* **Texto fornecido**
Voltando às ideias e propostas que sabemos que funcionam e tendem a equilibrar os processos, sugerimos:

• Forte proteção legal das regiões ameaçadas: a apropriação privada de bens públicos precisa ser apresentada como é: apropriação indébita;

• Desenvolver atividades econômicas alternativas e exploração sustentável das florestas: existem inúmeras práticas no Brasil e em outros países;

• Apoiar as organizações da sociedade civil especializadas e organizações comunitárias que batalham pela sustentabilidade: gerar informação e transparência é essencial;

• Tributar fortemente a exploração de riquezas naturais não reproduzíveis, valorizando a produção sustentável.

Pesca

A pesca industrial confirma esses mecanismos. Temos, por um lado, a pesca artesanal tradicional, que emprega cerca de 300 milhões de pessoas pelo mundo afora e, pela escala de atividades, não prejudica a reprodução dos recursos pesqueiros, além de gerar empregos e de fornecer proteínas preciosas para as populações litorâneas. Por outro lado, o que se expandiu muito foi a pesca industrial, que usa grandes navios, sistemas gps que permitem o mapeamento das rotas de cardumes, identificação de concentração de biomassa por satélite, enormes capacidades de estocagem de frio a bordo, redes grandes e resistentes com as novas fibras, sistemas de dragagem das plataformas marítimas que capturam tudo que é vivo, e deixam um deserto por onde passam.

* **Extrato de dados**
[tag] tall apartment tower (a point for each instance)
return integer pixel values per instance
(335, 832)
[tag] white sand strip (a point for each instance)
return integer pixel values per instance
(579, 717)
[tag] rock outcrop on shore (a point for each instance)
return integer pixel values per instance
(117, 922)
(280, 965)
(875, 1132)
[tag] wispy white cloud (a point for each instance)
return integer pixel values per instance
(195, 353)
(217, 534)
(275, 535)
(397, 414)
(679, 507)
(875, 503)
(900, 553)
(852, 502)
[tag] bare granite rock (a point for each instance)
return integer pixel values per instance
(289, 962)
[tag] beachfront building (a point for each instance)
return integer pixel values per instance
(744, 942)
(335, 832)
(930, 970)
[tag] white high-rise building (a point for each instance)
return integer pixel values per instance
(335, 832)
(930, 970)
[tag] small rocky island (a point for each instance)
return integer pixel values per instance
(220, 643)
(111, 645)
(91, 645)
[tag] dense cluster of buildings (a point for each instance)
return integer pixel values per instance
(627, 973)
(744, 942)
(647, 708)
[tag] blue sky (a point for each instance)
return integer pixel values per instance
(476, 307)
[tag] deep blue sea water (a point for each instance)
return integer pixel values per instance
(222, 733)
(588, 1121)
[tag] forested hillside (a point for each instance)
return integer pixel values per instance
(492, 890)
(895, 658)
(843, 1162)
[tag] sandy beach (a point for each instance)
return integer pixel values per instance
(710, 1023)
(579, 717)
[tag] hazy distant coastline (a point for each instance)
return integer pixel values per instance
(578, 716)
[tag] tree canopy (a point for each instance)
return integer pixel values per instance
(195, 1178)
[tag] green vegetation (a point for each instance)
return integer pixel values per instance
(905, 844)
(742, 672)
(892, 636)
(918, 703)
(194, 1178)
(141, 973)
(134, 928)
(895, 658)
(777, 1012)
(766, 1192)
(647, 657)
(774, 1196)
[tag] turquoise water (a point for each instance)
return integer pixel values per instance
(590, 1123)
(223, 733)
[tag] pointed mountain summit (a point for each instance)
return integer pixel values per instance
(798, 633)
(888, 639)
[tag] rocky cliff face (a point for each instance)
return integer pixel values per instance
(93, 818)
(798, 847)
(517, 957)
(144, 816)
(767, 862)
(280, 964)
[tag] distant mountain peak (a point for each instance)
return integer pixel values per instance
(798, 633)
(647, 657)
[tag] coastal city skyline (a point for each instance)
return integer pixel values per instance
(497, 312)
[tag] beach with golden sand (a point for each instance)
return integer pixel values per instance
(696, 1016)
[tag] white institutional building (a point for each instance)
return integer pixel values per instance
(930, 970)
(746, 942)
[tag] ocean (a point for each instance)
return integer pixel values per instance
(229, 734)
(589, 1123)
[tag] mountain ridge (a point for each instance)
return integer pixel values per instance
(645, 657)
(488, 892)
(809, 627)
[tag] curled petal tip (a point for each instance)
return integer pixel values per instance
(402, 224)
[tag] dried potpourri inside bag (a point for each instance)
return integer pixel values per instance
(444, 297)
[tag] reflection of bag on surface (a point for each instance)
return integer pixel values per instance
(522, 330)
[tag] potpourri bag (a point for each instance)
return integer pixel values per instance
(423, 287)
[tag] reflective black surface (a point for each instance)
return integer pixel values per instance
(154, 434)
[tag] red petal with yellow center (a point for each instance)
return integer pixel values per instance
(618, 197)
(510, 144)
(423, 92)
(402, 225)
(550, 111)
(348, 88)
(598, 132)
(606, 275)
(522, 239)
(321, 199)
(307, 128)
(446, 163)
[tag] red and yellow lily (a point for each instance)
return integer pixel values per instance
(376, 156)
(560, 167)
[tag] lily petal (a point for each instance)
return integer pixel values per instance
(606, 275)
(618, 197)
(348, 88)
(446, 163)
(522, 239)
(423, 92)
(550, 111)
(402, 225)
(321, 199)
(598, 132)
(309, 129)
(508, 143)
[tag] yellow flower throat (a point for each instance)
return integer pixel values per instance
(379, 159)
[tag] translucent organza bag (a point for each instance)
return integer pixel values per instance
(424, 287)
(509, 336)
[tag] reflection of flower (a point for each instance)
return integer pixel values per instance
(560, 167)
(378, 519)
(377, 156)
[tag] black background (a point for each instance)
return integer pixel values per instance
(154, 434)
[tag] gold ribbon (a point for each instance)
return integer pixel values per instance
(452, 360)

* **Lista de tarefas**
a. Segundo o texto sobre sustentabilidade e pesca, quantas pessoas a pesca artesanal tradicional emprega no mundo?
b. Enumere todas as propostas apresentadas em tópicos no texto sobre sustentabilidade e pesca.
c. Prossiga o texto sobre sustentabilidade e pesca a partir da última frase dele.
Os dados foram tirados de outra fonte.

* **Respostas finais**
a. Cerca de 300 milhões de pessoas.

b.
- Forte proteção legal das regiões ameaçadas
- Desenvolver atividades econômicas alternativas e exploração sustentável das florestas
- Apoiar as organizações da sociedade civil especializadas e organizações comunitárias que batalham pela sustentabilidade
- Tributar fortemente a exploração de riquezas naturais não reproduzíveis, valorizando a produção sustentável

c.
A lógica aqui é parecida com a da exploração das florestas. As novas tecnologias permitem a pesca em grande escala e com custos muito reduzidos. A pesca industrial com isso ultrapassa os 90 milhões de toneladas por ano. Não há vida oceânica que resista. Como no mundo há uma demanda crescente, enquanto o volume de pesca dos peixes comercialmente mais interessantes escasseia, os preços sobem. Aqui também vemos os custos caírem, graças às novas tecnologias, enquanto os preços sobem no mercado, em função da escassez, tornando o processo mais lucrativo. No estudo do WWF visto anteriormente, constatou-se a perda de 39% da fauna marítima entre 1970 e 2010, um desastre planetário.

Do ponto de vista das corporações da pesca, dirigidas por pessoas formadas e que entendem tudo de pesca, as opções são limitadas: se uma empresa decidir se limitar aos volumes de pesca sustentável – permitindo aos recursos pesqueiros se reconstituírem –, ela sabe que outra empresa vai buscar o mesmo peixe. Com uma situação dessa, enquanto não houver regras para todos, não haverá regras, apenas a exploração predatória. A livre competição, frente a recursos esgotáveis, é desastrosa.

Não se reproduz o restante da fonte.